**SECCIÓN DEL DOCUMENTO:**
★ ★ ★
El fútbol es un fenómeno social, aunque algunos pretendan circunscribirlo exclusivamente a un negocio millonario –que lo es también-. Desde el calcio florentino, que se juega en la plaza Santa Croce de Florencia desde el siglo XVI, hasta nuestros días, en los que triunfa el fútbol moderno creado en Inglaterra en el siglo XIX, ha pasado mucha agua debajo del puente. Este deporte se ha convertido en un reflejo de nuestra sociedad. Como decía Fernando Fernán Gómez en aquel anuncio de cerveza, la Liga es la vida.

La retransmisión por televisión de todos los partidos posibles ha quitado público a los estadios. Pero un estadio sin público es un estadio sin alma. Por algo, cuando hay pocos espectadores, se sanciona a los clubes que no los ubican en las gradas que están frente a la cámara. La consigna es que parezca que haya más gente de la que verdaderamente hay, porque sin gente, no hay fútbol.
★ ★ ★
[Datos de señalamiento por expresión referencial]

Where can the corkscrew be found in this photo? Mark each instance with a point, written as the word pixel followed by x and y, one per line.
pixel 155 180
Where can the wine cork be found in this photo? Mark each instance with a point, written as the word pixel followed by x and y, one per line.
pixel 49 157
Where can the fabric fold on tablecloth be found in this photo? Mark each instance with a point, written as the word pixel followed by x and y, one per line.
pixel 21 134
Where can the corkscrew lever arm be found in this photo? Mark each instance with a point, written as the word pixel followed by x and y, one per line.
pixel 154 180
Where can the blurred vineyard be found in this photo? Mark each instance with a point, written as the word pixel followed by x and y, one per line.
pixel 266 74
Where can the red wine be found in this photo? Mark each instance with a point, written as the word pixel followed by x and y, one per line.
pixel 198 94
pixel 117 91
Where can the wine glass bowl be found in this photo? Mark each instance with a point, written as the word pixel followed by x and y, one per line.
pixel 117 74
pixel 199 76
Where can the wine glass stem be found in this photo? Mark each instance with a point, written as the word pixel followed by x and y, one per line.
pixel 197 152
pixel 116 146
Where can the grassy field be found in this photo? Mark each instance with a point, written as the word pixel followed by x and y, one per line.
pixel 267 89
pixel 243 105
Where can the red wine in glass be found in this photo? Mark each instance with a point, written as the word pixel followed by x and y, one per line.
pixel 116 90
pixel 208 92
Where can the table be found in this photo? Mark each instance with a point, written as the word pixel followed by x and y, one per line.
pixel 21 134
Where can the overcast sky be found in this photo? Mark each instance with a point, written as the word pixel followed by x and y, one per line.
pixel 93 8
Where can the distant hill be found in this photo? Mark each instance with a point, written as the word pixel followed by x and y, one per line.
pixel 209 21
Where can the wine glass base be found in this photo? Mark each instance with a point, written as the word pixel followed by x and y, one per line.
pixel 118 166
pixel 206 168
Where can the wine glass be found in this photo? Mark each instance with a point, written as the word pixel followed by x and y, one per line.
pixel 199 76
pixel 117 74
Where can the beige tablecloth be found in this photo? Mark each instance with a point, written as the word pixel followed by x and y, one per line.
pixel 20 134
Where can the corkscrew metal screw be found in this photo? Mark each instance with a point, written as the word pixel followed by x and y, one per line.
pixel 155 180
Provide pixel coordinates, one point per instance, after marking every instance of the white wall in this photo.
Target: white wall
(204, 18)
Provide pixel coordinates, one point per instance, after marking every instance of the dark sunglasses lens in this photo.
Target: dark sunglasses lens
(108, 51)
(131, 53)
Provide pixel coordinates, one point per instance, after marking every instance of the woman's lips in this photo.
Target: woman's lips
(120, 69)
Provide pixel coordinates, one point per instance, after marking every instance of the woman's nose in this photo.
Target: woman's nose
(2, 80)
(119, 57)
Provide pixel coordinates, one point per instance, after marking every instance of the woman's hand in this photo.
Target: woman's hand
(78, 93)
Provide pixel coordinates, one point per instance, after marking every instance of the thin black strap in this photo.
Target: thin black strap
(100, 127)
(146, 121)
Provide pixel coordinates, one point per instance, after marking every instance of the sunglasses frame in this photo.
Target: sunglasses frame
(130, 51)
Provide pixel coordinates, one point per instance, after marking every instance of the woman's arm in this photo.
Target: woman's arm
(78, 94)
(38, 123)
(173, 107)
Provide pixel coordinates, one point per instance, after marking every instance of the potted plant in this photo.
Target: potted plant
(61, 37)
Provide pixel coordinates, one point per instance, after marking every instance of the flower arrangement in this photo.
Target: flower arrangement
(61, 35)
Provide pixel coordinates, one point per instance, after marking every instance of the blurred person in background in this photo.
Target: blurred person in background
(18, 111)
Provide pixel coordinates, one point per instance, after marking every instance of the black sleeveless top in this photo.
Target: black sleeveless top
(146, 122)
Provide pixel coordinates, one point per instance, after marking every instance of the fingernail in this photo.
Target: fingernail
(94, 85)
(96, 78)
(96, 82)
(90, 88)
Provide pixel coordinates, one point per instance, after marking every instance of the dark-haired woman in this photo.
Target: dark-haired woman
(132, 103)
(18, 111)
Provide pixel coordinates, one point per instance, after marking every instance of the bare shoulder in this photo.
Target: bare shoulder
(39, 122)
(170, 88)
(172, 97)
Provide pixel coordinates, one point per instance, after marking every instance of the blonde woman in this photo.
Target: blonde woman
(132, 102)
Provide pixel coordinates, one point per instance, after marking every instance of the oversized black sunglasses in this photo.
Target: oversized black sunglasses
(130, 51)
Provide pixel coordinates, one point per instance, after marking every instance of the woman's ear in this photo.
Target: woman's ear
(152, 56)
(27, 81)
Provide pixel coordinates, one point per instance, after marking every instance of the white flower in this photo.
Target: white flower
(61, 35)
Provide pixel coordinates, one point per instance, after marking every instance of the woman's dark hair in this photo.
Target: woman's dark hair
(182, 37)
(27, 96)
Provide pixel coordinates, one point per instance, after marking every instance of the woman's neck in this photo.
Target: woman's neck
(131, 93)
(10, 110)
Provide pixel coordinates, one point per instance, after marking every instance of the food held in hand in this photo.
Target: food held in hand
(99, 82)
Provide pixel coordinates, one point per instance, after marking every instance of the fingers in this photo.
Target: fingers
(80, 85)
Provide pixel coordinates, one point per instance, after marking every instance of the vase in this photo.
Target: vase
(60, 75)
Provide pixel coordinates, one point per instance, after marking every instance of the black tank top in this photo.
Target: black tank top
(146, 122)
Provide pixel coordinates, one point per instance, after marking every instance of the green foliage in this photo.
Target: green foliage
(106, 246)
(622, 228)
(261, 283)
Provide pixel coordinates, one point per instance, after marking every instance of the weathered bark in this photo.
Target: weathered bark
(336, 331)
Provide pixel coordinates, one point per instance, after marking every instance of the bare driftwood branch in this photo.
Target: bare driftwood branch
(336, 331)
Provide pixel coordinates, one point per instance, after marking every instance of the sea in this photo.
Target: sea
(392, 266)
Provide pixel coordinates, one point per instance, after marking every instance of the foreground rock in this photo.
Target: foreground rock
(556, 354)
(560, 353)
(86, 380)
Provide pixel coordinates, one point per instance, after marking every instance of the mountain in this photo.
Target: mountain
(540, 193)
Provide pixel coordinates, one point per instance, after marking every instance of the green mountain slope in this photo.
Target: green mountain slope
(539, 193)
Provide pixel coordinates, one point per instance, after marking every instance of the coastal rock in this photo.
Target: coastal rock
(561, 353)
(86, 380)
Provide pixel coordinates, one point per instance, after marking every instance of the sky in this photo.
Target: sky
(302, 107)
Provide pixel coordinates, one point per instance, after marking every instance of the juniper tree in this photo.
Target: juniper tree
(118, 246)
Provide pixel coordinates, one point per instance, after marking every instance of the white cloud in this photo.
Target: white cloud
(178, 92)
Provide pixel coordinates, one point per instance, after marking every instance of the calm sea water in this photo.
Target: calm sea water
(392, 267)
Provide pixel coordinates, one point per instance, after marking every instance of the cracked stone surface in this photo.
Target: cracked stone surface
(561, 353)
★ ★ ★
**REQUISITOS DEL EJERCICIO:**
**A)** Según el texto sobre el fútbol, ¿en qué plaza de Florencia se juega el calcio florentino?
**B)** Sustituye "público" por "afición" y reproduce el fragmento del texto sobre el fútbol comprendido entre "El fútbol es" y "no hay fútbol.", ambos incluidos.
Para resolver lo que se pide, recurre únicamente al texto sobre el fútbol.

**SOLUCIONES POR TAREA:**
**A)** En la plaza Santa Croce.

**B)**
El fútbol es un fenómeno social, aunque algunos pretendan circunscribirlo exclusivamente a un negocio millonario –que lo es también-. Desde el calcio florentino, que se juega en la plaza Santa Croce de Florencia desde el siglo XVI, hasta nuestros días, en los que triunfa el fútbol moderno creado en Inglaterra en el siglo XIX, ha pasado mucha agua debajo del puente. Este deporte se ha convertido en un reflejo de nuestra sociedad. Como decía Fernando Fernán Gómez en aquel anuncio de cerveza, la Liga es la vida.

La retransmisión por televisión de todos los partidos posibles ha quitado afición a los estadios. Pero un estadio sin afición es un estadio sin alma. Por algo, cuando hay pocos espectadores, se sanciona a los clubes que no los ubican en las gradas que están frente a la cámara. La consigna es que parezca que haya más gente de la que verdaderamente hay, porque sin gente, no hay fútbol.